* **What is needed**: Each record needs to be echoed exactly; can you do that?

(Exercise data begins)

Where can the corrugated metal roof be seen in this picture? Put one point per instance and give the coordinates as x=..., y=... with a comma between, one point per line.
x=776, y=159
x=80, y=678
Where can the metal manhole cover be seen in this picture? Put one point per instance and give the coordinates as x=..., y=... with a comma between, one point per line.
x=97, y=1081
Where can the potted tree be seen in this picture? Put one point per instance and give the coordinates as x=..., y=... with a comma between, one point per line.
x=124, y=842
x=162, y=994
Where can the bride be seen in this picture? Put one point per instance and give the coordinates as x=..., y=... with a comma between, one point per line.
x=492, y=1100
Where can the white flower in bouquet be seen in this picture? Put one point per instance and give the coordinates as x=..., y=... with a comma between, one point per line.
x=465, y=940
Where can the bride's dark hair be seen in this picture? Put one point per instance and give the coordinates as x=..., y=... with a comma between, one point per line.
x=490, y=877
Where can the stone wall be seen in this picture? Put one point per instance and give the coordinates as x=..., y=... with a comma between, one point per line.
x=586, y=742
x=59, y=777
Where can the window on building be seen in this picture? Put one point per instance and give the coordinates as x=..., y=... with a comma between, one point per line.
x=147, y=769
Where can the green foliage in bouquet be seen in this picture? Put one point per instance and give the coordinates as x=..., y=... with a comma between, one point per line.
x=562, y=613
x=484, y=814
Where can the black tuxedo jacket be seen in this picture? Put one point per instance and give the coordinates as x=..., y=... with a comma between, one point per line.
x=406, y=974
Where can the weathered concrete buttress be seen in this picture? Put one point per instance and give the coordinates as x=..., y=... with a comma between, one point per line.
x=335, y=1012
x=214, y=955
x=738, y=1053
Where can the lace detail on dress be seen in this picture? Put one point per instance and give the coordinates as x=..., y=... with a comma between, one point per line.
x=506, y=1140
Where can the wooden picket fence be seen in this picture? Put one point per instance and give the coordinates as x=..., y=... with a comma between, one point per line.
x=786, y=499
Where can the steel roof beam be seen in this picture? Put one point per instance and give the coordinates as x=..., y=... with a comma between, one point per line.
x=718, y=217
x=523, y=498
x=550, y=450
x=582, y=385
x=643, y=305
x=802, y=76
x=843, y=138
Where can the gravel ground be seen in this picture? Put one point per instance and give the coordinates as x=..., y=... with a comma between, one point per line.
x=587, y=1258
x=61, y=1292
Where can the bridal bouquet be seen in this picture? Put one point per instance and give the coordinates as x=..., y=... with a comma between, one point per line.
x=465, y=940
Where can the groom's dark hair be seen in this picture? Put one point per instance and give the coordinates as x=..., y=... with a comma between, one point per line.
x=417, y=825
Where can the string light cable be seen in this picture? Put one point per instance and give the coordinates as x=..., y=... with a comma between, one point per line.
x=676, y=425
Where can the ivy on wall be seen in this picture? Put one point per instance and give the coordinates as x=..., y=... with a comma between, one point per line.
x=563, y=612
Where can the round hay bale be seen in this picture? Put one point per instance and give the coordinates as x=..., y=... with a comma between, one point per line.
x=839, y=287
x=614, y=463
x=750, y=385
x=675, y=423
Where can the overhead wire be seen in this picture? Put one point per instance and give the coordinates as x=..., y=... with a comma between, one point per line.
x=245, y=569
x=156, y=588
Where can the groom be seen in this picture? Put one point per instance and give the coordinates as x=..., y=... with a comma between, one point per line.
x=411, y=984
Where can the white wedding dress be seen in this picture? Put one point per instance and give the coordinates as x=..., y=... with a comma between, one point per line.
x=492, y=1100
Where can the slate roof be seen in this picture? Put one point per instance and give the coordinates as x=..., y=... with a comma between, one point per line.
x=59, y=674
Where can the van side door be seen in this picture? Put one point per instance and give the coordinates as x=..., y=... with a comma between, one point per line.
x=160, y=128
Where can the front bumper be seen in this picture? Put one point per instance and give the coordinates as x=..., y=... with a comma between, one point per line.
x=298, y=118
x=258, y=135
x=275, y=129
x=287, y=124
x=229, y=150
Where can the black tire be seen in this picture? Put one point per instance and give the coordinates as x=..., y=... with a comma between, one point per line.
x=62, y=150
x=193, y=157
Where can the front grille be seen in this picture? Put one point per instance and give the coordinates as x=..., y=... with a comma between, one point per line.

(Exercise data ends)

* **Answer box**:
Where can the corrugated metal roof be seen in this picture? Put one point per instance and give the coordinates as x=..., y=... with a comma between, one point per line.
x=776, y=159
x=80, y=678
Where can the metal manhole cover be seen in this picture? Put one point per instance and give the coordinates as x=..., y=... with a comma between, one point per line.
x=97, y=1081
Where can the potted tree be seen in this picture? Put one point per instance and give the coordinates as x=..., y=... with a comma between, one point per line.
x=124, y=842
x=162, y=994
Where can the bride be seen in this picture? Put one point per instance and give the coordinates as x=..., y=... with a comma between, one point per line.
x=492, y=1100
Where can the white flower in bouquet be seen in this picture? Put one point per instance and give the coordinates as x=..., y=... with a comma between, one point per line.
x=465, y=940
Where can the bride's dark hair be seen in this picture? Put one point per instance and give the coordinates as x=..., y=... with a comma between, one point per line.
x=490, y=877
Where can the stone wall be seen in this picture? Put one point per instance and give the coordinates as x=..., y=... with a comma between, one point per line.
x=586, y=742
x=59, y=777
Where can the window on building be seen in this picture? Put one point per instance and give the coordinates as x=..., y=... with a comma between, one point per line.
x=147, y=769
Where can the green foliage in bouquet be seen in this picture? Put one point per instance and give the coordinates as x=..., y=... with a comma between, one point per line.
x=562, y=613
x=484, y=814
Where can the black tuxedo jacket be seen in this picture? Put one point per instance and give the coordinates as x=..., y=... with a comma between, one point per line.
x=406, y=974
Where can the weathered concrete buttress be seen in this picture? Put one point per instance and give the coordinates as x=..., y=... with a comma between, one point per line.
x=335, y=1012
x=214, y=955
x=738, y=1053
Where can the lace detail on dress be seen in this picture? Put one point per instance and give the coordinates as x=..., y=... with a comma between, one point per line.
x=506, y=1140
Where can the wooden picket fence be seen in this picture? Put one point per instance and give the coordinates as x=..., y=... with a comma between, one point per line.
x=786, y=499
Where can the steel roof beam be seen in this picture? Put one point per instance and give the coordinates as x=..., y=... with a comma between, one point per line.
x=718, y=217
x=523, y=498
x=550, y=450
x=582, y=385
x=643, y=305
x=802, y=76
x=843, y=138
Where can the gravel ground be seen in this picture? Put one point per instance and give the coordinates as x=..., y=... with a comma between, one point per line.
x=587, y=1258
x=61, y=1292
Where can the bridal bouquet be seen in this picture? Put one point per instance and give the coordinates as x=..., y=... with a comma between, one point per line.
x=465, y=940
Where can the groom's dark hair be seen in this picture? Put one point per instance and give the coordinates as x=..., y=... with a comma between, one point per line.
x=417, y=825
Where can the string light cable be seen in this picture? Put one point per instance and give the coordinates as x=..., y=... with a comma between, one point per line.
x=676, y=425
Where can the ivy on wall be seen in this picture? Put one point per instance and give the coordinates as x=..., y=... with a comma between, one point per line.
x=563, y=612
Where can the round hay bale be seen in this picture? Put one point per instance and give the coordinates as x=..., y=... with a comma between, one point per line.
x=839, y=287
x=614, y=463
x=750, y=385
x=675, y=423
Where can the overhead wire be seen in this picture? Put one point per instance and give the coordinates as x=..., y=... with a comma between, one point per line.
x=245, y=569
x=156, y=588
Where can the groom be seen in this picture? Put one point per instance and give the coordinates as x=..., y=... with a comma between, one point per line.
x=411, y=984
Where can the white wedding dress be seen in this picture? Put one point per instance and give the coordinates as x=..., y=... with a comma between, one point per line.
x=492, y=1100
Where can the slate roof be seen in this picture? Put one point per instance and give the coordinates as x=..., y=... with a comma between, one point per line.
x=59, y=674
Where can the van side door be seen in this picture? Put one point per instance and give the coordinates as x=..., y=... with a comma between, one point per line.
x=160, y=128
Where can the front bumper be seen in this picture? Put one point per instance and give the coordinates as x=..., y=... with a comma between, one point per line.
x=298, y=118
x=258, y=135
x=275, y=129
x=287, y=124
x=229, y=150
Where can the black tire be seen in this picture? Put one point per instance and give the coordinates as x=..., y=... with a comma between, one point per line.
x=62, y=150
x=193, y=157
Where can the front grille be seen in this picture? Put one point per instance and give the coordinates as x=..., y=... with a comma between, one point per line.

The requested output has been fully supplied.